(STUDY TEXT begins)

FOR THE RECORD – What a turnaround!
Politics is a funny business. It clearly involves options which political parties must make when in office and even moreso when in opposition.
Very often the interests of the country come second to the welfare of the party making the proposal to a public, which is at once sensible and discerning but also vulnerable to powerful persuasion.
A news item in the past two weeks took my mind back to the 1980s, and it amply demonstrates the crass opportunism which is so inherent in the politics of politics and shows how a country’s interests may be sacrificed on the altar of political expediency.
Minister of Health Donville Inniss announced earlier this month that the Government had been approached by two offshore medical schools to establish colleges of medicine here.
Based on the track record of the Democratic Labour Party on offshore medical schools, I anticipated that the next thing we might have heard was that Government had turned it down.
But the minister announced that Government had given the green light to the two foreign-based schools.
He justified this about-turn in policy this way: “I think we have reached a level of maturity in Barbados where we are prepared to accept that what people call offshore medical schools could have a presence here in Barbados without taking anything from the University of the West Indies.”
Now, sometime in 1983, shortly after the so-called Grenada invasion, the St George’s Medical School, an offshore facility which had been established in Grenada, sought temporary refuge here at the empty St Joseph Hospital building.

(STUDY TEXT ends)

TASKS TO PERFORM:
• A. Decide whether each statement agrees with the column on offshore medical schools, and support each yes or no with the deciding words quoted exactly: (i) Donville Inniss announced that two offshore medical schools had approached the Government. (ii) The Government refused the two foreign-based schools. (iii) In 1983 the St George’s Medical School sought temporary refuge at the St Joseph Hospital building.
• B. Carry on the column on offshore medical schools, starting after its last sentence.
The material after this point is separate from the column on offshore medical schools.

(RAW DATA begins)

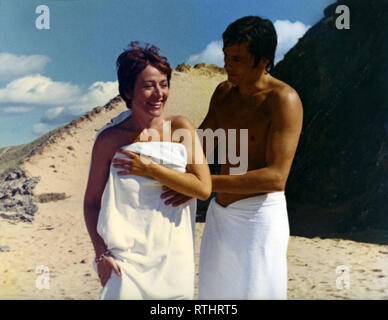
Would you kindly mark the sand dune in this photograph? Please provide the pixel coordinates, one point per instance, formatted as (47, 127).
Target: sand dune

(RAW DATA ends)

OUTPUTS BY TASK:
• A.
(i) Yes: "Minister of Health Donville Inniss announced earlier this month that the Government had been approached by two offshore medical schools to establish colleges of medicine here."
(ii) No: "But the minister announced that Government had given the green light to the two foreign-based schools."
(iii) Yes: "sometime in 1983, shortly after the so-called Grenada invasion, the St George’s Medical School, an offshore facility which had been established in Grenada, sought temporary refuge here at the empty St Joseph Hospital building."

• B.
Thereafter, general public discussion began about the desirability of having the medical school permanently located here, and a furore broke out about all kinds of trivial matters such as the possible spread of diseases from the dissection of the bodies used in the school for anatomy classes.
Discerning readers will recall the Mighty Gabby capturing the raucous debate in the calypso called Cadavers.
One wonders what could have happened since 1983 to bring about this change?
Is it that our sister islands have shown us there is nothing to lose and much to gain from the establishment of reputable offshore medical schools, or is the need to develop the foreign exchange earning potential of our service sector now a matter of such pivotal importance that our perceived reservations about cadavers or “duppies” have receded?
Whatever the reason, I think sensible Barbadians will support this change in policy. We have already seen how the offshore financial sector has significantly helped our economy, providing some 60 per cent of our corporate tax earnings, and creating good paying jobs for many of our bright university-trained professionals.
It has been reported that some 4 000 jobs have been created by the St George’s Medical School, and that the Grenadian economy has benefited considerably from the school’s location there. We can only hope that our belated launch into this aspect of services bears similar fruit.
Venue for hearing
In a related matter, the new Supreme Court building was put to use as a venue for a hearing of the Inter-American Court on Human Rights. This is a significant development, and shows that other similar “court proceedings” in other areas of the law might usefully travel to this island though they will not be held at our Supreme Court.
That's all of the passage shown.